**Description of the task**. With the pictures left out, write every entry down exactly.

*** Opening Data to process ***

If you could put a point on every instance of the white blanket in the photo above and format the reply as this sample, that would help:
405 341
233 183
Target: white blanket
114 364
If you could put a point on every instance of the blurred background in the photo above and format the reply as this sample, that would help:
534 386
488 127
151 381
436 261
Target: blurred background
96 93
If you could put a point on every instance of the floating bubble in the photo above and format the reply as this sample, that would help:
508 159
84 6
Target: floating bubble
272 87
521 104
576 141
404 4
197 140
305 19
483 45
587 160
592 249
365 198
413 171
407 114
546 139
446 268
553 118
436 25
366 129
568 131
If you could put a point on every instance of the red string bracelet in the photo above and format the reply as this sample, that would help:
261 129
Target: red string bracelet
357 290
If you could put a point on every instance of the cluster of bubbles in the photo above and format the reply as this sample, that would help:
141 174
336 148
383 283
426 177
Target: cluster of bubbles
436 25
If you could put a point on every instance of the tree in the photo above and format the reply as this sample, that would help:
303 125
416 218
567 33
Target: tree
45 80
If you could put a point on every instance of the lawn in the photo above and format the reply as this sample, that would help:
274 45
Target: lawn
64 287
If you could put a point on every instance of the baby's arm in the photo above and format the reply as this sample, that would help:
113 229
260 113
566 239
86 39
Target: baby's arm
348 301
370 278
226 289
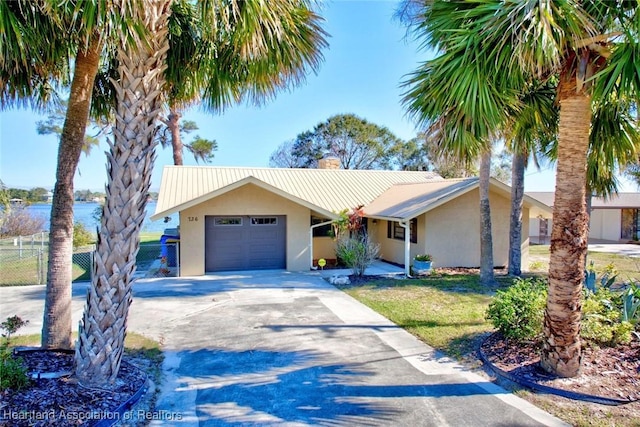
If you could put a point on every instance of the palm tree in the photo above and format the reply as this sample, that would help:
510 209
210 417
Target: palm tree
527 132
139 90
40 45
591 48
220 69
130 161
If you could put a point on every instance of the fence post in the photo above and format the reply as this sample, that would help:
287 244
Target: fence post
178 258
39 267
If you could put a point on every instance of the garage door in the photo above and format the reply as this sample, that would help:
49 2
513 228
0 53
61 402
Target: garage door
245 242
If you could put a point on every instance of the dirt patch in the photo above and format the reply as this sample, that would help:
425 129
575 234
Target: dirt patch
605 372
61 401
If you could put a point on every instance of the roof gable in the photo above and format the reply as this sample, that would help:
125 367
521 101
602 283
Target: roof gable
407 201
323 190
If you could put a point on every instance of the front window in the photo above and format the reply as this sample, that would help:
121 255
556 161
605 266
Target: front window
630 224
396 231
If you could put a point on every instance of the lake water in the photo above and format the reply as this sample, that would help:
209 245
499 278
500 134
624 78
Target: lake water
83 213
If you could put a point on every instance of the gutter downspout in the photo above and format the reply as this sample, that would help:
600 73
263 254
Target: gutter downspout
311 240
407 247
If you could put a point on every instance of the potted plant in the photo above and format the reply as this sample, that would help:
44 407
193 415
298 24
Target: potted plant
422 263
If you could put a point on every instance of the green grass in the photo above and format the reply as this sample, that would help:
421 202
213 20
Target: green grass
28 270
628 268
445 312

*** Closing Data to process ***

**Solution to this problem**.
If you could put a point on every instance of the white blanket in the photo above and format the reply as this sample, that would help:
405 341
233 183
Target: white blanket
114 364
If you could put a point on every instance of the blurred background in the photo above and format the reply as this sample, that would help:
534 386
488 127
151 381
436 261
Target: blurred background
96 93
If you could put a point on every instance of the floating bubble in the photo above and format the reply as this sample, that would help:
508 159
84 6
Target: floating bubble
272 87
521 104
576 141
404 4
197 140
305 19
483 45
587 160
592 249
365 198
413 171
407 114
546 139
446 268
553 118
436 25
366 129
568 131
If you could put a point on every instance of the red string bracelet in the photo above and format the reply as this sample, that would help:
261 129
Target: red string bracelet
357 290
If you could put a point on every instance of the cluster of bubbles in the photo above and format the reply as this sample, that would help:
141 174
336 148
383 283
426 177
Target: cluster of bubbles
436 25
If you could put a point on every instance of the tree in the photo above and format the reply as this sample, that would help:
303 125
416 218
567 33
Target: tree
45 80
If you could put a point on every instance of the lawn in the photo above and format the reply as this sample, that would help:
274 45
Target: lawn
64 287
If you could put a point on every instance of the baby's arm in the photo above and format the reply as this sample, that would help:
113 229
260 113
566 239
86 39
Target: baby's arm
348 301
370 278
226 289
If you could put a point on every instance of the palm tree in the photo above and format the reply as this sample, that would help:
510 209
210 417
Target: palm tree
527 132
139 90
40 45
591 48
220 69
130 161
If you could put a point on every instance of the fence post in the photo above and format the reply as this sample, that would help:
287 244
Target: fence post
178 258
39 267
If you could put a point on every instance of the garage door in the photo above and format the reply as this sample, that would help:
49 2
513 228
0 53
61 402
Target: garage door
245 242
If you could put a point on every instance of the dirt patch in the photo above and format the reply as this sample, that would help:
425 129
575 234
Target: dirt patch
605 372
61 401
If you could put a point on every instance of the roof gable in the photo above and format the reply as this sample, that would help:
125 367
521 101
602 283
Target: roof gable
407 201
323 190
If you could put a point on every instance of the front window in the photo above and format the reply as this sample, that would help:
121 255
556 161
605 266
Target: front window
630 224
396 231
If you could put a point on every instance of the lake water in the photo above and format the reply as this sample, that would help:
209 245
499 278
500 134
624 78
Target: lake water
83 213
If you could put a point on every instance of the gutter downspout in the photo above and format the reply as this sample, that would help:
600 73
263 254
Target: gutter downspout
311 240
407 247
If you could put a point on every instance of the potted plant in the photo above and format the reply as this sample, that would help:
44 407
193 415
298 24
Target: potted plant
422 263
If you could put a point on every instance of the green grass in the photo above and format the reply as this sample, that would help:
421 202
213 20
Target: green grass
28 270
628 268
445 312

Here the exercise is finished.